Skip to content

akshay-gera/dbt_bigquery_project

Repository files navigation

Airbnb Data Pipeline Project

This project defines various DBT models, snapshots, and associated transformations for managing and analyzing Airbnb listings, hosts, and reviews data. It provides an easy-to-follow structure for data transformation, historical tracking of listings, and analytics, using a combination of fact tables, dimension tables, and snapshot tables.

Table of Contents

Features:

  • Fact Tables: Store transactional or event-level data, like reviews and listings.
  • Dimension Tables: Store descriptive data about entities, like hosts and listings.
  • Snapshot Tables: Track historical changes to listings with SCD (Slowly Changing Dimensions).
  • Data Quality: Includes tests for uniqueness, non-null values, and relationships between tables.

BigQuery Integration

This project leverages BigQuery (sandbox) as the data warehouse for storing Airbnb data. The CSV files containing data about Airbnb listings, hosts, and reviews were uploaded into BigQuery to serve as the source for our data models.

BigQuery was chosen for its scalability and integration with modern data transformation tools like DBT, making it an ideal platform for handling large datasets and complex analytical workflows.

  • Data Upload: The raw CSV files were uploaded into BigQuery using the BigQuery Web UI or command line interface (CLI), where they are stored as tables under a specific project.
  • BigQuery Sandbox: The sandbox environment provides a free-tier option for users to experiment and run small queries, ideal for this project as it doesn't incur additional costs unless the usage exceeds the free limits.

DBT Transformation Process

DBT (Data Build Tool) is used for transforming the raw data into structured tables that can be used for analysis. The following describes the DBT integration process:

  1. DBT Setup:

    • Connect DBT to BigQuery using the BigQuery adapter.
    • DBT models are defined in .sql files and placed in the models/ directory.
    • DBT transformations run SQL queries to transform raw data into usable tables (e.g., dim_listings_cleansed, fct_reviews, dim_hosts).
  2. DBT Models:

    • DBT models are used to transform raw CSV data into cleaned, dimensioned, and fact tables in BigQuery.
    • The transformations (SQL queries) are run within BigQuery, and DBT will create or update tables as needed.
    • The transformation process handles things like data cleaning, normalization, and ensuring relationships between tables (e.g., between dim_listings and dim_hosts).
  3. Running DBT:

    • Run DBT with the command dbt run to trigger the transformation process.
    • DBT will automatically apply tests, build tables, and execute transformations defined in the project, ensuring data quality and integrity.
  4. DBT Models in BigQuery:

    • The final models are stored as tables in BigQuery and can be queried for reporting, analysis, or further transformations.

**Parts of the exercise**.
[A] Name the four features listed under "Features:" on the Airbnb data pipeline page.
[B] According to the Airbnb data pipeline page, what command starts the DBT transformation process?

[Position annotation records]
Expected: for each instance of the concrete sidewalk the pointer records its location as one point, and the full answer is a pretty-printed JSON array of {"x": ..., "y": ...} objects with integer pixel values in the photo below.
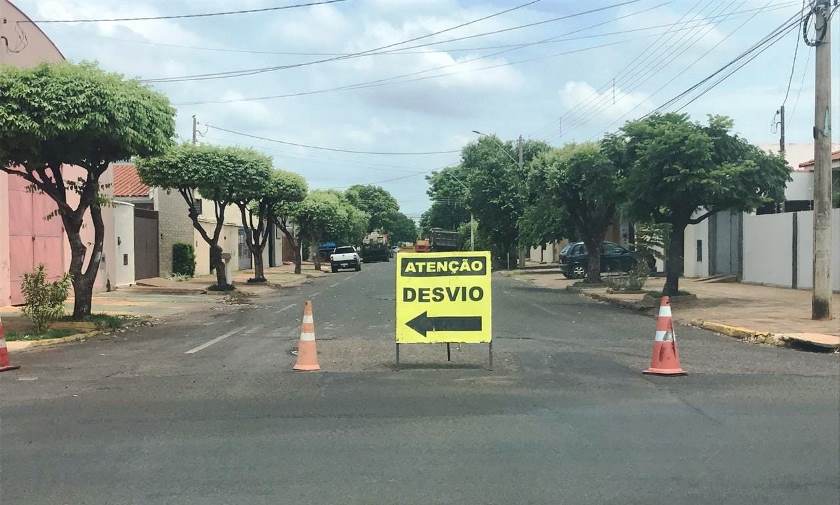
[
  {"x": 746, "y": 311},
  {"x": 158, "y": 298},
  {"x": 278, "y": 277}
]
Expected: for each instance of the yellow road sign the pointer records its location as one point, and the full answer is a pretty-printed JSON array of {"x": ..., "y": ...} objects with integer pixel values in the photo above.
[{"x": 444, "y": 297}]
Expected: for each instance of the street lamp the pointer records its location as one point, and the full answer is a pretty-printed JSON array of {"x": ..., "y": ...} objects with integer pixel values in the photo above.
[{"x": 472, "y": 218}]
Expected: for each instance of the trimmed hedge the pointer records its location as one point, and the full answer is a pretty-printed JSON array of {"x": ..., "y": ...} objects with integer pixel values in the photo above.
[{"x": 183, "y": 259}]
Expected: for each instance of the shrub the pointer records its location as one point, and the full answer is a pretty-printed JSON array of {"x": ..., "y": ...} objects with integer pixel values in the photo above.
[
  {"x": 633, "y": 281},
  {"x": 183, "y": 259},
  {"x": 44, "y": 299}
]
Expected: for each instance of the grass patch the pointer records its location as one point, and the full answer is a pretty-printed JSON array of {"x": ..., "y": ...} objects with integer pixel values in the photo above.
[{"x": 31, "y": 335}]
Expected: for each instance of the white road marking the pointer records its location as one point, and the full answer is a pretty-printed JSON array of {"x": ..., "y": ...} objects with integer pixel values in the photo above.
[
  {"x": 253, "y": 330},
  {"x": 544, "y": 309},
  {"x": 215, "y": 340}
]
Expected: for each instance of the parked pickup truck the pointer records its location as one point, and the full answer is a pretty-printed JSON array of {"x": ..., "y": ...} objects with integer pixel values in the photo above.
[{"x": 345, "y": 257}]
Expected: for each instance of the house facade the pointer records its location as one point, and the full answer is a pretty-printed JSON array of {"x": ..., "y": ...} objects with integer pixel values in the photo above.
[
  {"x": 161, "y": 220},
  {"x": 772, "y": 246}
]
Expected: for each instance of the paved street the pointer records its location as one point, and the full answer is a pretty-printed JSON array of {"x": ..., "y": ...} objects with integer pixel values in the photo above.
[{"x": 208, "y": 411}]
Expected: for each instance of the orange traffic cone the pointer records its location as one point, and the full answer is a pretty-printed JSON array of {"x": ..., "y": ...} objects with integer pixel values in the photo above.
[
  {"x": 4, "y": 353},
  {"x": 666, "y": 358},
  {"x": 307, "y": 353}
]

**Solutions to the problems**.
[A] Fact Tables, Dimension Tables, Snapshot Tables, Data Quality

[B] dbt run